***** Supplied entries *****
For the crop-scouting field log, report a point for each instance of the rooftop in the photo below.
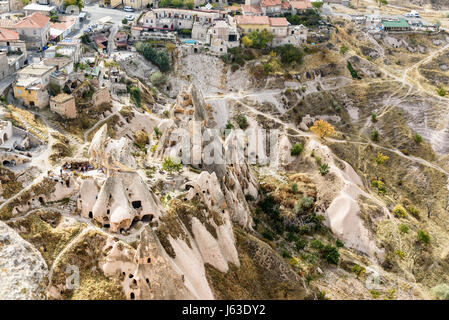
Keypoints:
(34, 20)
(270, 3)
(8, 35)
(61, 98)
(395, 23)
(39, 7)
(301, 4)
(278, 22)
(28, 83)
(251, 9)
(7, 23)
(60, 61)
(35, 70)
(252, 20)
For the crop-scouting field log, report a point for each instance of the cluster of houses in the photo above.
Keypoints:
(376, 22)
(219, 30)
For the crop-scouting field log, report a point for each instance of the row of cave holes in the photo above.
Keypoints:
(132, 296)
(188, 187)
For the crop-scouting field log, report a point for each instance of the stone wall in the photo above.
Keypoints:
(101, 96)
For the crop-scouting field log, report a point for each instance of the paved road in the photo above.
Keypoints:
(116, 15)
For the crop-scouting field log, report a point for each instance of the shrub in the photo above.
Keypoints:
(403, 228)
(259, 40)
(418, 138)
(399, 211)
(157, 57)
(330, 254)
(157, 132)
(158, 78)
(242, 121)
(305, 204)
(339, 243)
(300, 244)
(140, 139)
(375, 135)
(322, 128)
(316, 244)
(323, 169)
(441, 291)
(134, 93)
(171, 165)
(400, 254)
(267, 234)
(423, 237)
(358, 270)
(380, 186)
(229, 126)
(286, 254)
(375, 294)
(441, 92)
(296, 149)
(381, 158)
(309, 18)
(249, 197)
(294, 187)
(352, 71)
(343, 49)
(414, 212)
(289, 54)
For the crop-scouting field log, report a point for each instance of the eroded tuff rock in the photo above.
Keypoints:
(123, 196)
(22, 268)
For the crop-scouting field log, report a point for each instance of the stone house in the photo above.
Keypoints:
(299, 6)
(5, 131)
(34, 30)
(39, 71)
(64, 105)
(271, 7)
(101, 96)
(31, 92)
(176, 19)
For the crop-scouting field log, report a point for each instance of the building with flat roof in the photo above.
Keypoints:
(395, 24)
(64, 105)
(34, 29)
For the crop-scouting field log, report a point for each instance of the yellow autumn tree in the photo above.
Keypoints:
(322, 128)
(247, 42)
(381, 158)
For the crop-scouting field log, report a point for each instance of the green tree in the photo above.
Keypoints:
(177, 3)
(242, 121)
(171, 165)
(158, 78)
(289, 53)
(164, 3)
(296, 149)
(423, 237)
(247, 42)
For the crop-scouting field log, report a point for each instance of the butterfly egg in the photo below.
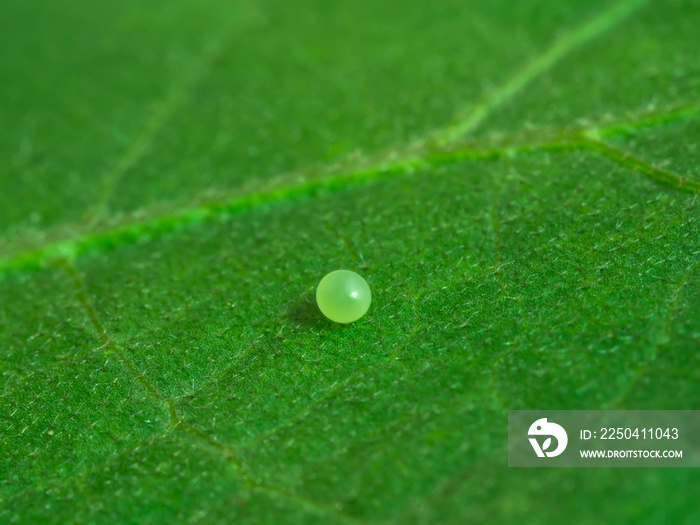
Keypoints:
(343, 296)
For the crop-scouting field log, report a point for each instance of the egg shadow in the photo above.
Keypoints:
(306, 313)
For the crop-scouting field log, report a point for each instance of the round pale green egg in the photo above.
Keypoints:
(343, 296)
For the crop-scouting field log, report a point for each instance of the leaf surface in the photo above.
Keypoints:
(517, 181)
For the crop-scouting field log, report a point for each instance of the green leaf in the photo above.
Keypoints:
(517, 181)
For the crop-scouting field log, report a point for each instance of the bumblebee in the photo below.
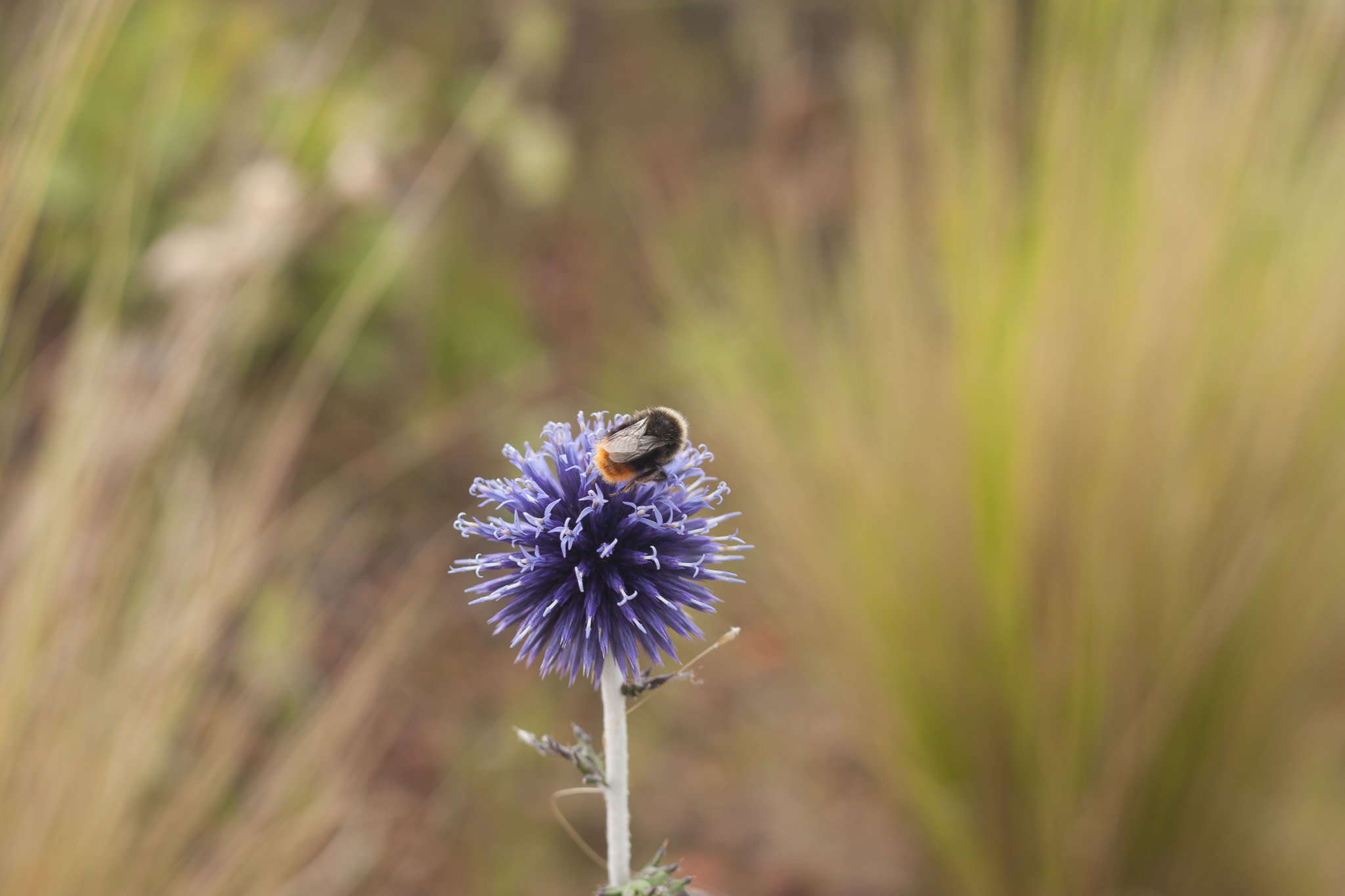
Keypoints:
*****
■ Requirement
All of the data above should be transcribed verbatim, with pictures omitted.

■ Task output
For the crop-scouting field log, report a point for each instance of the rooftop in the photo below.
Keypoints:
(34, 20)
(270, 3)
(8, 35)
(61, 98)
(395, 23)
(39, 7)
(301, 4)
(278, 22)
(28, 83)
(251, 9)
(7, 23)
(60, 61)
(35, 70)
(252, 20)
For the crop-scouting field log, report a point for each instance of the cluster of houses in the photo above.
Keypoints:
(376, 22)
(219, 30)
For the crop-scouting field log, report a point for each instance of the row of cave holes in the photo above.
Keypoints:
(132, 296)
(188, 187)
For the crop-scouting field log, report a point for each instance of the stone wall in the photo above.
Keypoints:
(101, 96)
For the crop-scouting field log, report a point for each instance of the paved road in the photo above.
Keypoints:
(116, 15)
For the crop-scouting field log, report a point for each instance of the shrub in the photo above.
Keypoints:
(403, 228)
(259, 40)
(418, 138)
(399, 211)
(157, 57)
(330, 254)
(157, 132)
(158, 78)
(242, 121)
(305, 204)
(339, 243)
(300, 244)
(140, 139)
(375, 135)
(322, 128)
(316, 244)
(323, 169)
(441, 291)
(134, 93)
(171, 165)
(400, 254)
(267, 234)
(423, 237)
(358, 270)
(380, 186)
(229, 126)
(286, 254)
(375, 294)
(441, 92)
(296, 149)
(381, 158)
(309, 18)
(249, 197)
(294, 187)
(352, 71)
(343, 49)
(414, 212)
(289, 54)
For the crop-scouting field log, report a point for each instance of the eroded tuff rock in the photo above.
Keypoints:
(123, 196)
(22, 268)
For the crop-scouting field log, report a point for each instance of the stone house in the photo above.
Keypoints:
(299, 6)
(5, 131)
(34, 30)
(39, 71)
(64, 105)
(271, 7)
(101, 96)
(31, 92)
(176, 19)
For the crop-scouting field log, report a point for each instance of the building with flat roof in the photo above.
Keypoints:
(395, 24)
(64, 105)
(34, 29)
For the crop-scouting field log, report a point for each instance of the yellow autumn tree in the photo above.
Keypoints:
(322, 128)
(247, 42)
(381, 158)
For the crop-scouting field log, report a point for each instance of the green tree in the photo above.
Keypoints:
(177, 3)
(242, 121)
(171, 165)
(158, 78)
(289, 53)
(164, 3)
(296, 149)
(423, 237)
(247, 42)
For the crop-scouting field log, report a point for each instance of the butterfly egg in the photo below.
Keypoints:
(343, 296)
For the crop-scouting field log, report a point for each instance of the egg shadow in the photo above.
Keypoints:
(306, 313)
For the crop-scouting field log, report a point for each instance of the round pale green egg in the photo above.
Keypoints:
(343, 296)
For the crop-scouting field log, report a point for each instance of the leaf surface in the photo above.
Keypoints:
(517, 181)
For the crop-scouting field log, report a point for each instance of the green leaf in the photo above.
Keypoints:
(517, 181)
For the crop-scouting field log, report a point for each instance of the bumblebee in the photo below.
Keypoints:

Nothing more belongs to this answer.